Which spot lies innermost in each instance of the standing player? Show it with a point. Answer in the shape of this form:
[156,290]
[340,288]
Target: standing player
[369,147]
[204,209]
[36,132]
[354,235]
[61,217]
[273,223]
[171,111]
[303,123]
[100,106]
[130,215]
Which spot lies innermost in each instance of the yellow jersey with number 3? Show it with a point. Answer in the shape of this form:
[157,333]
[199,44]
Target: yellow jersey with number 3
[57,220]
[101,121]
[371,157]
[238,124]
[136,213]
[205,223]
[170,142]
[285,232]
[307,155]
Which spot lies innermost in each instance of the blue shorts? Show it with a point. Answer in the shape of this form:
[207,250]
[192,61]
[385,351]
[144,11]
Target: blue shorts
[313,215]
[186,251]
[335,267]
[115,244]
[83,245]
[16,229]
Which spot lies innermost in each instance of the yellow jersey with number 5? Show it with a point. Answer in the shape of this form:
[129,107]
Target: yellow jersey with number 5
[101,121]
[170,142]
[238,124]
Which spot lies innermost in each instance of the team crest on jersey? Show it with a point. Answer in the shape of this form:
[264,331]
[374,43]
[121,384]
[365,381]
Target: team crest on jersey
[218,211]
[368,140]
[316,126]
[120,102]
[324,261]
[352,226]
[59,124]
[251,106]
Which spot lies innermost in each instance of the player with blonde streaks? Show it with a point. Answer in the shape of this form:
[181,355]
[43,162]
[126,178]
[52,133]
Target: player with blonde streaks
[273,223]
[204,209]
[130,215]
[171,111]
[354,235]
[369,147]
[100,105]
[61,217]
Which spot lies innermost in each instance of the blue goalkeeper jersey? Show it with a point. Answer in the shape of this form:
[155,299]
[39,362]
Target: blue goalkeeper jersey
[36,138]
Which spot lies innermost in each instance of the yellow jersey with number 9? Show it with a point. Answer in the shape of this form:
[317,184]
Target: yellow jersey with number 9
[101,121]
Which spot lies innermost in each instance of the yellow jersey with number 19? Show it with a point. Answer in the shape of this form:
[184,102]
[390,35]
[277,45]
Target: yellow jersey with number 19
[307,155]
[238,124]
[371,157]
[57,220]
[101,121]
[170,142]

Set problem:
Copy out verbatim the stretch of the entries from the line containing "with number 19?" through the end of the entries.

Correct output:
Which spot lies innermost in each instance of the yellow jersey with number 19? Show it with a point. Answer in the shape of this form:
[184,102]
[390,35]
[277,45]
Target: yellow jersey with number 19
[307,155]
[238,124]
[371,157]
[57,220]
[101,121]
[170,142]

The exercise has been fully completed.